## RECORDS FOR THE EXERCISE
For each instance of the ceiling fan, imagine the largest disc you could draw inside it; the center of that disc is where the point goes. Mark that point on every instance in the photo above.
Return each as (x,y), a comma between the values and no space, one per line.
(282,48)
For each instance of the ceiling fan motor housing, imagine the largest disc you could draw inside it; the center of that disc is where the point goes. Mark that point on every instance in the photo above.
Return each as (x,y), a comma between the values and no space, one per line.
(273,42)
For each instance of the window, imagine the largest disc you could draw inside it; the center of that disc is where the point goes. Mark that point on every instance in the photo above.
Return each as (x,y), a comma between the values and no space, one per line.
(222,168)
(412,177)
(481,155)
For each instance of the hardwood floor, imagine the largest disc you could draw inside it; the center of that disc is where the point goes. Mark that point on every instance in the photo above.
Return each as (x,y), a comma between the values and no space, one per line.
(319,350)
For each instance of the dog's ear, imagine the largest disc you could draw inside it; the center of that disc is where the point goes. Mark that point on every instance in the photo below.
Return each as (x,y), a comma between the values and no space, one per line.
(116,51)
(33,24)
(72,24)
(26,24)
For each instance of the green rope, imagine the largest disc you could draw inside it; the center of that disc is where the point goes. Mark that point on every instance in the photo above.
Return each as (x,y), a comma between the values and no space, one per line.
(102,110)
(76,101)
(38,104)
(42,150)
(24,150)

## TASK OBJECTIVE
Could you write out again every line from the one holding "For each instance of the dog's" through the final line, inclusive, requests included, with each x and y coordinate in the answers multiplied by 2 and rounded to a whole number, halves rounding up?

## WRITTEN REPLY
For each instance of the dog's ear, imagine the largest disc you could draw inside it; the center of that disc is where the point goes. Mark that point on every instance in the photo below.
Return each as (x,y), a comma between the values and no space, one per line.
(232,102)
(66,48)
(144,48)
(52,48)
For each instance of the green rope, imagine the largest disc you could draw inside it; the center of that disc is where the point goes. Mark that point on every instance in the photo above.
Return each as (x,y), a comma between the values and no space, one per line.
(204,220)
(152,202)
(76,208)
(84,300)
(48,300)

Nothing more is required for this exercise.